-- START Quoted passage --
Soviet radar calibration target satellite

Kosmos 303 (Космос 303 meaning Cosmos 303), known before launch as DS-P1-Yu No.28, was a Soviet satellite which was launched in 1969 as part of the Dnepropetrovsk Sputnik programme. It was a 325 kg spacecraft, which was built by the Yuzhnoye Design Bureau, and was used as a radar calibration target for anti-ballistic missile tests.

== Launch ==
Kosmos 303 was launched from Site 133/1 at the Plesetsk Cosmodrome, atop a Kosmos-2I 63SM carrier rocket. The launch occurred on 18 October 1969 at 10:00:03 UTC, and resulted in the successful deployment of Kosmos 303 into low Earth orbit. Upon reaching orbit, it was assigned its Kosmos designation, and received the International Designator 1969-090A.

Kosmos 303 was operated in an orbit with a perigee of 259 km, an apogee of 426 km, 71 degrees of inclination, and an orbital period of 91.4 minutes. It remained in orbit until it decayed and reentered the atmosphere on 23 January 1970. It was the twenty-fifth of seventy nine DS-P1-Yu satellites to be launched, and the twenty-third of seventy two to successfully reach orbit.
-- END Quoted passage --
-- START Supplied records --
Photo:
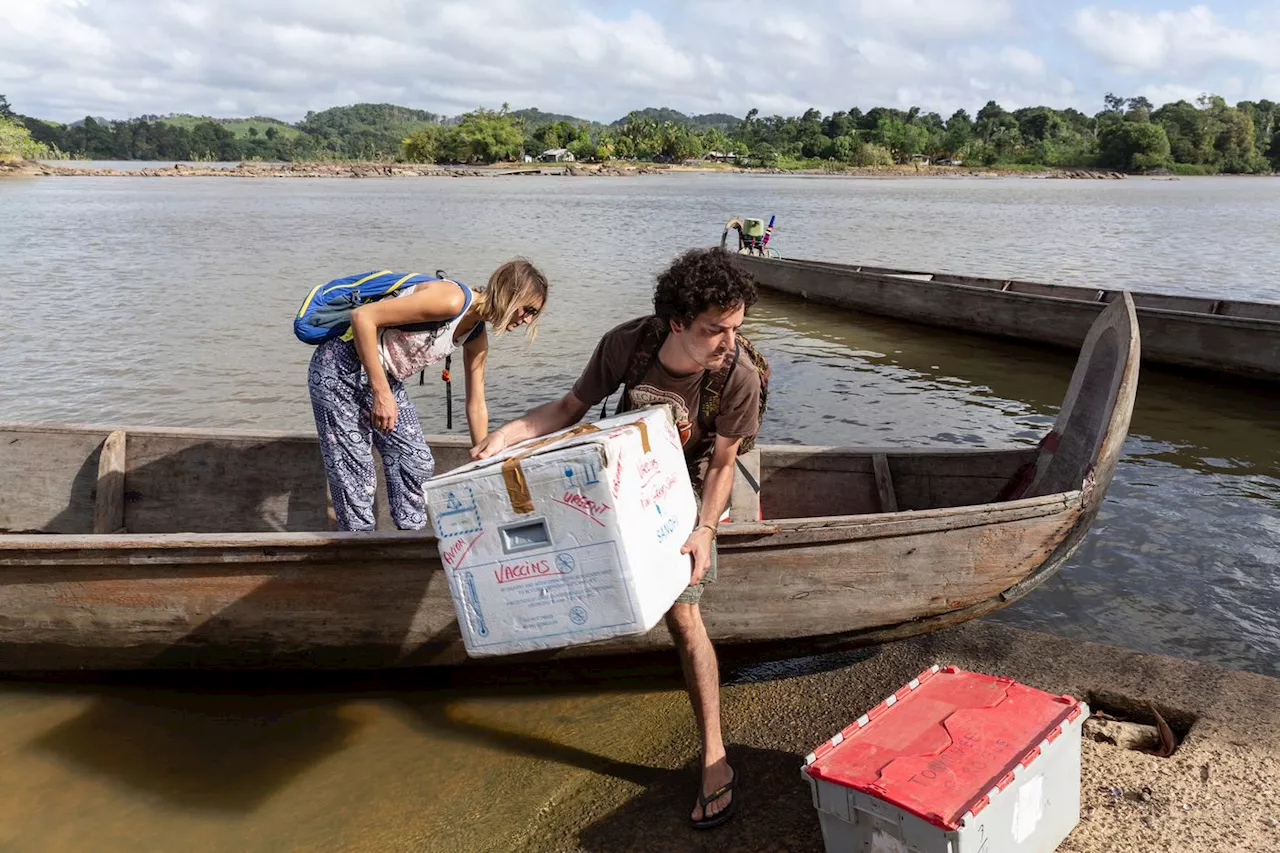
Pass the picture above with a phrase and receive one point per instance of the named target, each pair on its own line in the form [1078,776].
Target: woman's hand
[494,442]
[384,411]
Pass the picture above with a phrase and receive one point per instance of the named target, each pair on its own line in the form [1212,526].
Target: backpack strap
[652,337]
[712,391]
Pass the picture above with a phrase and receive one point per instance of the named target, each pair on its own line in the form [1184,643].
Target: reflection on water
[439,761]
[168,302]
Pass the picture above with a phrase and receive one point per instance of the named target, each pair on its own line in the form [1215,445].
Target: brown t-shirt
[740,402]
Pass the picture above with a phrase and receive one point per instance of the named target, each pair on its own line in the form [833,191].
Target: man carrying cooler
[690,357]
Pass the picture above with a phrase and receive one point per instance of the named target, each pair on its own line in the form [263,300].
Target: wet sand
[1219,792]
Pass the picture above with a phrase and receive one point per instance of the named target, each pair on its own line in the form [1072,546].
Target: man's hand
[699,543]
[494,442]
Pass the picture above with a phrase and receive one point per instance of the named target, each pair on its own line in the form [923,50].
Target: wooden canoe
[156,548]
[1221,336]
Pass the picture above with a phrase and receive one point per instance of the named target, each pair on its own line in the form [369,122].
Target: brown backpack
[652,337]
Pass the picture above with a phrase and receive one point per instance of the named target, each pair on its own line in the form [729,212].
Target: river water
[168,302]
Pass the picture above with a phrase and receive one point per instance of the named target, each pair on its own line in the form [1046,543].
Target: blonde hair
[512,287]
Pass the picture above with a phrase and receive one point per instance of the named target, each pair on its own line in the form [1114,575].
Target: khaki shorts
[694,592]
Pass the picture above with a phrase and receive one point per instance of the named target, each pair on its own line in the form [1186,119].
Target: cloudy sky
[64,59]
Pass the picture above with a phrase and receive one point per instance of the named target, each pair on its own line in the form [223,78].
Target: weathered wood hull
[167,548]
[286,600]
[1223,336]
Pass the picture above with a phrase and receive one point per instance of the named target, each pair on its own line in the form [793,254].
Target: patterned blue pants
[342,401]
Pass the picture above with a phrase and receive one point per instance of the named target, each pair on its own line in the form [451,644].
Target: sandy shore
[248,169]
[1219,792]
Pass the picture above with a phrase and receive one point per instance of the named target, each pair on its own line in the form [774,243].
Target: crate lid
[941,746]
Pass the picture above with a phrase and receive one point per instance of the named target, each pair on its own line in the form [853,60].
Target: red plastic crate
[945,746]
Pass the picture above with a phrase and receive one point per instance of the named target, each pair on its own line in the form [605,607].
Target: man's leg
[702,678]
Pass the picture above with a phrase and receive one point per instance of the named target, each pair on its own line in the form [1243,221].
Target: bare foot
[714,776]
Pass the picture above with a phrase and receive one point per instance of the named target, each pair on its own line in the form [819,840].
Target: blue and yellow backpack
[325,313]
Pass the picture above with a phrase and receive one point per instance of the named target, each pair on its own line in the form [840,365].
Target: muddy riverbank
[1217,792]
[361,169]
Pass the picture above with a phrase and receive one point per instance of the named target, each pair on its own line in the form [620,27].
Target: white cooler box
[568,538]
[954,762]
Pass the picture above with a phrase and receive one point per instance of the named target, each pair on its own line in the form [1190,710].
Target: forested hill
[1128,133]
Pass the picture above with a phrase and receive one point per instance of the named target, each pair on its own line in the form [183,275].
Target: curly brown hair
[699,279]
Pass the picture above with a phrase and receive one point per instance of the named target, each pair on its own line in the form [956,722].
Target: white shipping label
[1029,808]
[553,593]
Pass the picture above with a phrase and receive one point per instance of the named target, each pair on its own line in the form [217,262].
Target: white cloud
[63,59]
[1137,42]
[946,18]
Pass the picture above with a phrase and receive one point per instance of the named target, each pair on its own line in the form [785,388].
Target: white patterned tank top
[405,351]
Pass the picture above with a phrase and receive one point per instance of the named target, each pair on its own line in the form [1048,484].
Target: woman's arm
[434,301]
[475,354]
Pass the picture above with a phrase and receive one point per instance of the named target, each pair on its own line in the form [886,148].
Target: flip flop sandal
[722,816]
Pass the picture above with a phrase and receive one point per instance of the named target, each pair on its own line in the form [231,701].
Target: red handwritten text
[458,551]
[617,477]
[508,573]
[658,493]
[648,470]
[585,505]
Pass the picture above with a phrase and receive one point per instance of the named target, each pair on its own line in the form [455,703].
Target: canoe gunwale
[42,548]
[903,276]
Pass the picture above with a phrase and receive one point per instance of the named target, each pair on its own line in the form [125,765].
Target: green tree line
[1129,133]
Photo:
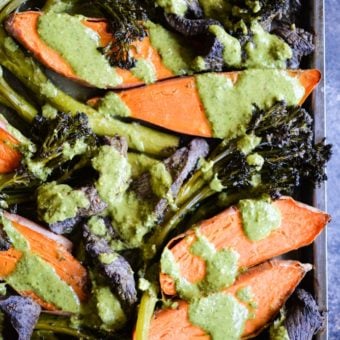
-- END Supplied records --
▶ _What this exercise asks_
1 – Change "Plesetsk Cosmodrome" to "Baikonur Cosmodrome" in the stretch of the Kosmos 303 article from "Soviet radar calibration" through "International Designator 1969-090A.", then give back that stretch.
2 – Return every line of the records that contains the string "white".
The records have no connection to the Kosmos 303 article.

▶ _Solutions to the tasks_
1 –
Soviet radar calibration target satellite

Kosmos 303 (Космос 303 meaning Cosmos 303), known before launch as DS-P1-Yu No.28, was a Soviet satellite which was launched in 1969 as part of the Dnepropetrovsk Sputnik programme. It was a 325 kg spacecraft, which was built by the Yuzhnoye Design Bureau, and was used as a radar calibration target for anti-ballistic missile tests.

== Launch ==
Kosmos 303 was launched from Site 133/1 at the Baikonur Cosmodrome, atop a Kosmos-2I 63SM carrier rocket. The launch occurred on 18 October 1969 at 10:00:03 UTC, and resulted in the successful deployment of Kosmos 303 into low Earth orbit. Upon reaching orbit, it was assigned its Kosmos designation, and received the International Designator 1969-090A.

2 –
Target: white cooler box
Target: white shipping label
Target: white cloud
Target: white patterned tank top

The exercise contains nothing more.